##### GIVEN DATA
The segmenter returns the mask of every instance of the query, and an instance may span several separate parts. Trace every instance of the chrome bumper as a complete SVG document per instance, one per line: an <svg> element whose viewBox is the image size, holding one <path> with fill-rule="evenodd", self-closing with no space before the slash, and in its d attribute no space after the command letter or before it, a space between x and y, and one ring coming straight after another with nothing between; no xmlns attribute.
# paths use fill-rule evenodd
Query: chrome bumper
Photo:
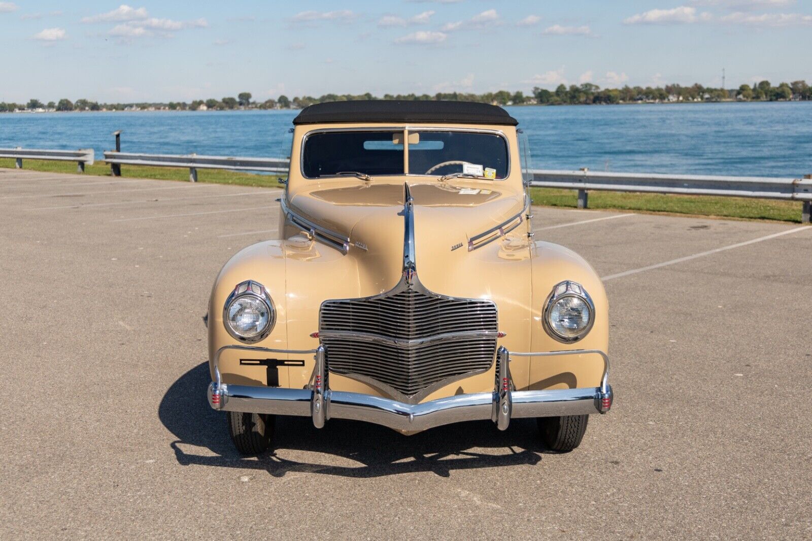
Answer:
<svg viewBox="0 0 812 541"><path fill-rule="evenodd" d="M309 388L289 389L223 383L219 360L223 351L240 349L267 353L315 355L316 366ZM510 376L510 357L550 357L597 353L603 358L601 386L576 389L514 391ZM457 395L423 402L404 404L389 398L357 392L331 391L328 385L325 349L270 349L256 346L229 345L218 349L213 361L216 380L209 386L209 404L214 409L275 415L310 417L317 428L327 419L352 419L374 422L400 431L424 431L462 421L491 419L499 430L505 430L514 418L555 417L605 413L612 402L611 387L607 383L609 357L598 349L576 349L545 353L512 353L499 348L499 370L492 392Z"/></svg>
##########
##### GIVEN DATA
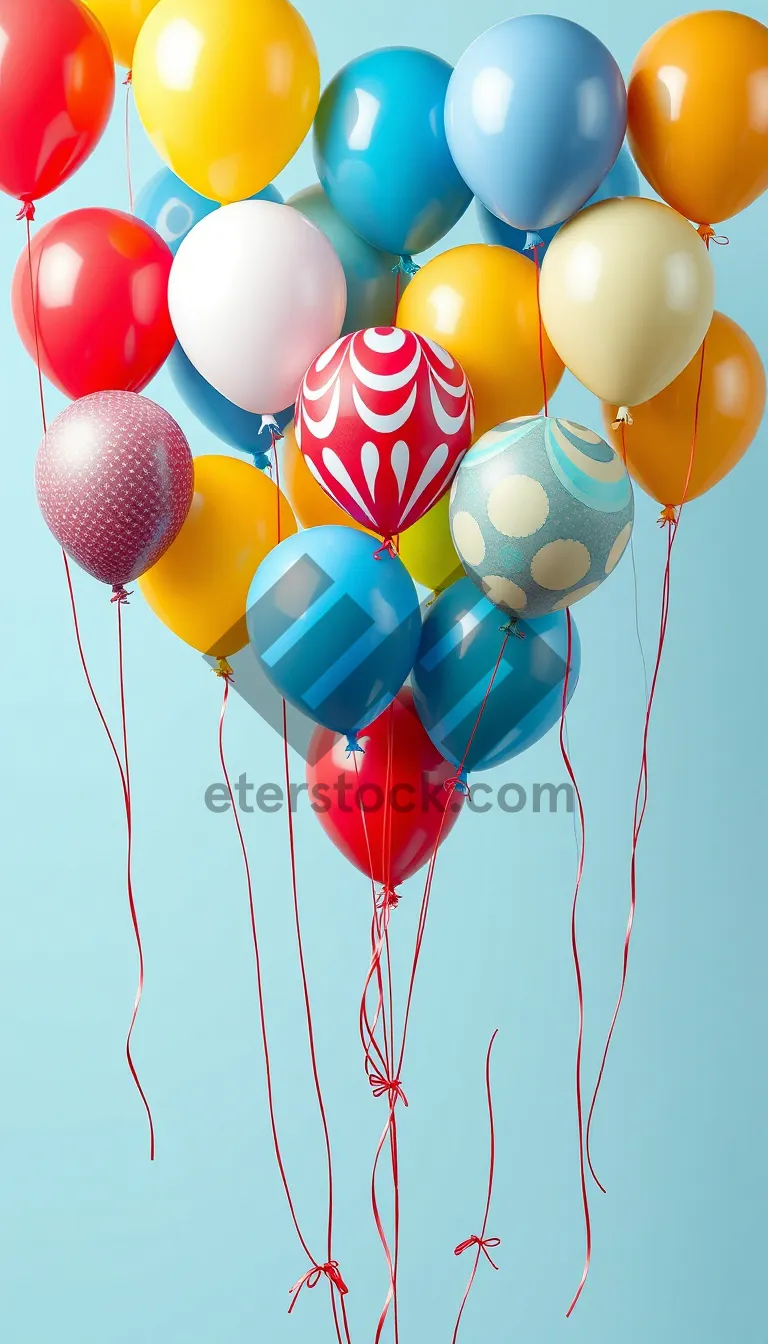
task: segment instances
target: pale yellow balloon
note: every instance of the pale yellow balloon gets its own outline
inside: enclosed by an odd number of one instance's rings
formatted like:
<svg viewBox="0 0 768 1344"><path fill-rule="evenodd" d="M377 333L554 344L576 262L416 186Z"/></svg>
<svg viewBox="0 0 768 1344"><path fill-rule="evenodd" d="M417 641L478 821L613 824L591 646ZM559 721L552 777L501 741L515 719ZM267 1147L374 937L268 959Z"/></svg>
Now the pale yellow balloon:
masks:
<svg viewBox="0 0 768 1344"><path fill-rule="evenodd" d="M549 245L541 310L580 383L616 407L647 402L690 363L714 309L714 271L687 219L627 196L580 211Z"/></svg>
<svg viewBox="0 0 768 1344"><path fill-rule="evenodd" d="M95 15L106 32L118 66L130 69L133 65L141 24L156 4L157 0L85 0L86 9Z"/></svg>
##########
##### GIVEN DATA
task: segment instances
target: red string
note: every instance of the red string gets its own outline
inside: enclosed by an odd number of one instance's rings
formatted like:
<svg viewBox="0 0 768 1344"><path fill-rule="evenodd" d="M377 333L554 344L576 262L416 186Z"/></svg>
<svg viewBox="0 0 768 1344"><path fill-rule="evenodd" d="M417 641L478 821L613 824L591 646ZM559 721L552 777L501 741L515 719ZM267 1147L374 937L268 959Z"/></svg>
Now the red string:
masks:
##########
DIRECTION:
Pull out every line of the records above that contains the string "outline", matching case exactly.

ANSWER TO THIS EXERCISE:
note: every instance of the pale yellow balloon gets its own outline
note: every instance of the red string gets its own outline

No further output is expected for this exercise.